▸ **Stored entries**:

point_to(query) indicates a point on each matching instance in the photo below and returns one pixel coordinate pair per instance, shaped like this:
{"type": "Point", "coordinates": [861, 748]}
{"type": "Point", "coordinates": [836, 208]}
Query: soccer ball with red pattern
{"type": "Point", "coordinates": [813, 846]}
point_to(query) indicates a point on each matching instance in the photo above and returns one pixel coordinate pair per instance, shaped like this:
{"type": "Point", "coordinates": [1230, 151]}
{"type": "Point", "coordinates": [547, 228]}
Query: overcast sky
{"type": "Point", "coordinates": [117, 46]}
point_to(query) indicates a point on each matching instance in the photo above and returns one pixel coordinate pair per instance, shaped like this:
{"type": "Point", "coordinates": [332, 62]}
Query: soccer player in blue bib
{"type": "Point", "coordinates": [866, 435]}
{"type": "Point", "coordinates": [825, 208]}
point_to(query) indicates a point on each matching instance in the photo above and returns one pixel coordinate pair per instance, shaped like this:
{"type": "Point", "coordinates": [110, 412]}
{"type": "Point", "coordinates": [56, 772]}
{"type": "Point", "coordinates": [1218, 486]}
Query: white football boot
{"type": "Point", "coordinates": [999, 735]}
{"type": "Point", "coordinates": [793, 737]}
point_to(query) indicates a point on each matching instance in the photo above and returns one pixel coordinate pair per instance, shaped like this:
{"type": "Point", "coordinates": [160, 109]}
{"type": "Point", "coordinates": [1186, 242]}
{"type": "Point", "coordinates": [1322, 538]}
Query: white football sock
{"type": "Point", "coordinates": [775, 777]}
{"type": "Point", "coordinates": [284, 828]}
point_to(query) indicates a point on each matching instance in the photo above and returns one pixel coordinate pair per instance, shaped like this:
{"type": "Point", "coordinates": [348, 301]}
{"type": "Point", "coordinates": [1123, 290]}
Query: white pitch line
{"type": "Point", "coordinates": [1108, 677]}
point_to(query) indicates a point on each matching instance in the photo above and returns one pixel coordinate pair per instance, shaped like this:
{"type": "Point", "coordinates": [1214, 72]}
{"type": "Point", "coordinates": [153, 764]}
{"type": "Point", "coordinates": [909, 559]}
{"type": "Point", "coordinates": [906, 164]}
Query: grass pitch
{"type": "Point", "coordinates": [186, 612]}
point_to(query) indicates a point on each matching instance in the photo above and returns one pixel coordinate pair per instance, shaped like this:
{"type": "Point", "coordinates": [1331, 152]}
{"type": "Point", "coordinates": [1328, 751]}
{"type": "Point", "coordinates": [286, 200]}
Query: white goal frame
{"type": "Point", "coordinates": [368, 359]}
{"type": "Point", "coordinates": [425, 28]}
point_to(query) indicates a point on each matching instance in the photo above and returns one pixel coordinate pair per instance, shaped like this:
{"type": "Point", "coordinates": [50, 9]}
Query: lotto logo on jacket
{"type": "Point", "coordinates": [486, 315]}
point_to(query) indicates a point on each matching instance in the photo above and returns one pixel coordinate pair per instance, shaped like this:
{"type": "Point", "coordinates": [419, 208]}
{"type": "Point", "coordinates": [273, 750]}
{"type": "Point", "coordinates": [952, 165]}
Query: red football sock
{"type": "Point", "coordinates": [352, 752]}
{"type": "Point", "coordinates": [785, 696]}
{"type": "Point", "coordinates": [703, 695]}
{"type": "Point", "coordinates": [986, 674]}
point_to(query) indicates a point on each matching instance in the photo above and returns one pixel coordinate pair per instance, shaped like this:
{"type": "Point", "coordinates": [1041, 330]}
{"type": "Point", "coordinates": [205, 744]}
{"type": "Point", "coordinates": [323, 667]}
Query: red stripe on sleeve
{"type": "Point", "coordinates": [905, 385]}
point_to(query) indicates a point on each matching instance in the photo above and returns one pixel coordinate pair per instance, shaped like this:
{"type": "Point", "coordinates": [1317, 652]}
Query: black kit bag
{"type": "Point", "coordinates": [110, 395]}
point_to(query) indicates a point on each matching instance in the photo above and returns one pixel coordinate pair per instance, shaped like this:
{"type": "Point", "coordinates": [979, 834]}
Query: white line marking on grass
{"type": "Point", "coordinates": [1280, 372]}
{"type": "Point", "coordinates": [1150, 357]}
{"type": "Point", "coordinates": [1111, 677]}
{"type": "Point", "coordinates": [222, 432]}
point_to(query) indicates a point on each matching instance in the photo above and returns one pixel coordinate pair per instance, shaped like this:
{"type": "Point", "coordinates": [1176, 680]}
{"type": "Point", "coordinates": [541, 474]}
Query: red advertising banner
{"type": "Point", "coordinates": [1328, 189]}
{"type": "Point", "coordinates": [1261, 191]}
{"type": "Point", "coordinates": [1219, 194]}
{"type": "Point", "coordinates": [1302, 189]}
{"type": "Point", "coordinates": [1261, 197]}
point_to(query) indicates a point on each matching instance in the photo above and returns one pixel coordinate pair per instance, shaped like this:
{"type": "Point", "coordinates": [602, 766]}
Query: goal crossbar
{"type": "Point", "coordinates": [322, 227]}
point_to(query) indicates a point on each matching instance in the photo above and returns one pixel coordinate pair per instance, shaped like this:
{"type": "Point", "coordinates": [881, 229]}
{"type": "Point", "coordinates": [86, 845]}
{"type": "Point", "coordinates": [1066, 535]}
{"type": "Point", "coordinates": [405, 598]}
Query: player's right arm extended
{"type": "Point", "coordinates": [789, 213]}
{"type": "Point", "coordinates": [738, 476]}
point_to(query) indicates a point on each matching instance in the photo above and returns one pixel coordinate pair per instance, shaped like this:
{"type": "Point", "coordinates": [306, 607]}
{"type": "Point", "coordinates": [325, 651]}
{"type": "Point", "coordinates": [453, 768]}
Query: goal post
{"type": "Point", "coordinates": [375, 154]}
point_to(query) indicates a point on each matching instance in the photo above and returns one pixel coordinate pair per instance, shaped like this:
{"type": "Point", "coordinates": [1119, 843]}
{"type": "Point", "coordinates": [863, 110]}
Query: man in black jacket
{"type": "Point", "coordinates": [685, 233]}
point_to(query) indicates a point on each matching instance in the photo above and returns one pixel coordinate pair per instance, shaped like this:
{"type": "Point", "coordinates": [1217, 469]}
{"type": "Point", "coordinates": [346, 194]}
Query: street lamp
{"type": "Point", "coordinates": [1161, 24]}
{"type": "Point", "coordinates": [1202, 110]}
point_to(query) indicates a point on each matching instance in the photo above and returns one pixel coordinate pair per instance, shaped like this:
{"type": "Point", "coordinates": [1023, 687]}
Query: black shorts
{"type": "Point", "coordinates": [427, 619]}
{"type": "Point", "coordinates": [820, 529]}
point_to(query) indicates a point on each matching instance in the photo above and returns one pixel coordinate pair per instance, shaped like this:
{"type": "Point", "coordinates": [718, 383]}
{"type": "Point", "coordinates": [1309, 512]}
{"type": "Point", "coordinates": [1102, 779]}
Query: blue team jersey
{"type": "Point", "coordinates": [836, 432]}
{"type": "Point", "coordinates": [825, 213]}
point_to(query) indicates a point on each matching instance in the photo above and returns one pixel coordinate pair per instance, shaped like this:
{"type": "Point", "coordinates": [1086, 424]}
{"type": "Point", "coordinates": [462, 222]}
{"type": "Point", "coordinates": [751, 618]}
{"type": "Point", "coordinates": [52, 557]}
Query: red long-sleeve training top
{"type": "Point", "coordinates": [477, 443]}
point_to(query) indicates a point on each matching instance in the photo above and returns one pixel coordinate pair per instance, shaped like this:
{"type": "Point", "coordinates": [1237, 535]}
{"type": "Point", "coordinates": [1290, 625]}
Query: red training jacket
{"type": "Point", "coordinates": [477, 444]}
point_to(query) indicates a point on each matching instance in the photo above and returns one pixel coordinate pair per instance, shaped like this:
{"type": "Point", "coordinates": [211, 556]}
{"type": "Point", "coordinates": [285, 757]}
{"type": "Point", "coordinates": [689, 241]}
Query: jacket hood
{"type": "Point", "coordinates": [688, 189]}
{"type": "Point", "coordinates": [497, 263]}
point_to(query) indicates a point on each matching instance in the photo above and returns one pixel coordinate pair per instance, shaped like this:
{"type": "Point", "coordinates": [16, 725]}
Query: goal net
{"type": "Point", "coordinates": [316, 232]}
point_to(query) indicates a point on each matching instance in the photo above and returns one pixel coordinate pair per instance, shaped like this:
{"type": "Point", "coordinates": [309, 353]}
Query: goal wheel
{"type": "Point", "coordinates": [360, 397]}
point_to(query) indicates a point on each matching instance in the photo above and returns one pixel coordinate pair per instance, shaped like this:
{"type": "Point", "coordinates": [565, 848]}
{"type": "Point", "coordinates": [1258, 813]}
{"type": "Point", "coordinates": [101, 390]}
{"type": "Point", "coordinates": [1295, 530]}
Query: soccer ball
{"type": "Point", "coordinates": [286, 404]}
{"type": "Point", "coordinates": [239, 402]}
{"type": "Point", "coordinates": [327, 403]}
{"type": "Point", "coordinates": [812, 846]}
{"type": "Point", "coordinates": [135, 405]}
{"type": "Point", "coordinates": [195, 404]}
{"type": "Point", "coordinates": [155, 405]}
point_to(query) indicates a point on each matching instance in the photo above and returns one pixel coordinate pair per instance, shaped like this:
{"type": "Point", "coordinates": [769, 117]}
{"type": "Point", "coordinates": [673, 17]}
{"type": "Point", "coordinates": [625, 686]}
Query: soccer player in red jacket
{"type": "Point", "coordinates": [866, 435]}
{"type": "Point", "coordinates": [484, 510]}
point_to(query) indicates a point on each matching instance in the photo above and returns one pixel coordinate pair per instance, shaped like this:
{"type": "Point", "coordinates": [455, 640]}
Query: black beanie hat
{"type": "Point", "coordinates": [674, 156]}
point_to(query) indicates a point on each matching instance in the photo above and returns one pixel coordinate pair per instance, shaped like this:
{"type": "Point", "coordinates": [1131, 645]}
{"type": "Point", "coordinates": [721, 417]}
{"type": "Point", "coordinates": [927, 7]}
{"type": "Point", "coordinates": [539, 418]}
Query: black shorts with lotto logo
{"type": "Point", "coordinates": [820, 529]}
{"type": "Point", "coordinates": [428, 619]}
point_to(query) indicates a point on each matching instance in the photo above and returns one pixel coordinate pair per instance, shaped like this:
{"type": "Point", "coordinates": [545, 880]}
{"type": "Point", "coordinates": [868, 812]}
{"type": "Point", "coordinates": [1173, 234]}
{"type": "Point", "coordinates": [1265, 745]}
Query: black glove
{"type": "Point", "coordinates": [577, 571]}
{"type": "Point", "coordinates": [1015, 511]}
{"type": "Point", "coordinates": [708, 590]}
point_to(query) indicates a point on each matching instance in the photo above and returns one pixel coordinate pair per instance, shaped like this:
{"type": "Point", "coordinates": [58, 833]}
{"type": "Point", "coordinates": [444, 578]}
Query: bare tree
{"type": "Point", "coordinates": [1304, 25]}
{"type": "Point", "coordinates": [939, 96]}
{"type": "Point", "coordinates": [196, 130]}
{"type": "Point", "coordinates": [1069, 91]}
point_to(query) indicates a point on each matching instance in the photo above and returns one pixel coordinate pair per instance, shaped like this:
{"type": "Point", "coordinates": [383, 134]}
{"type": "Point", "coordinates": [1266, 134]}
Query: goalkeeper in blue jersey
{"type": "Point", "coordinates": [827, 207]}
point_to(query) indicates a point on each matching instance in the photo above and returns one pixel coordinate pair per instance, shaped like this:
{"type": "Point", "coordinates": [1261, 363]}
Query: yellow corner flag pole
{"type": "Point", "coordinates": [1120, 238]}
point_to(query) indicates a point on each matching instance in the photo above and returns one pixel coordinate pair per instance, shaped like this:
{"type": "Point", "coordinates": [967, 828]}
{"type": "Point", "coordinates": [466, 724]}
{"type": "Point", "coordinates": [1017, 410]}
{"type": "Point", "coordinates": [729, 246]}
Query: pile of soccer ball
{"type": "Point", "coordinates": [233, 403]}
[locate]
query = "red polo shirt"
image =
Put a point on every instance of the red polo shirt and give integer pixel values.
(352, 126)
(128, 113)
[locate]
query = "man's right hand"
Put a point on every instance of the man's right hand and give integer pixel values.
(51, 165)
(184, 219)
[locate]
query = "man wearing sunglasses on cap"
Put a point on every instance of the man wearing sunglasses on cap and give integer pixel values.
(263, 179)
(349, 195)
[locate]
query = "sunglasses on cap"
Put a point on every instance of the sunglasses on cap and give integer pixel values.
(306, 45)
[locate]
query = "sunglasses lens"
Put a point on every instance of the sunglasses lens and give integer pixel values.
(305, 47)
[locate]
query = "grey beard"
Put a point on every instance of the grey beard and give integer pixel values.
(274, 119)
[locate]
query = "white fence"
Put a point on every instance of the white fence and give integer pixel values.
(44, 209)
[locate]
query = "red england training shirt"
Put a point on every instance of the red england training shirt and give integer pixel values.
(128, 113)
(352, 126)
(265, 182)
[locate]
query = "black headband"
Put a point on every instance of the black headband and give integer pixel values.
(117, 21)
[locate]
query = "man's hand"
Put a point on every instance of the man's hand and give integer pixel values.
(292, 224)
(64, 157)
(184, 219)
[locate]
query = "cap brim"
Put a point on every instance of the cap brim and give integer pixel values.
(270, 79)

▸ **Task description**:
Count the lines in the material above that contain the string "soccer", treating uppercase and lowercase as different. Give only the number.

▸ **Result of this task**:
5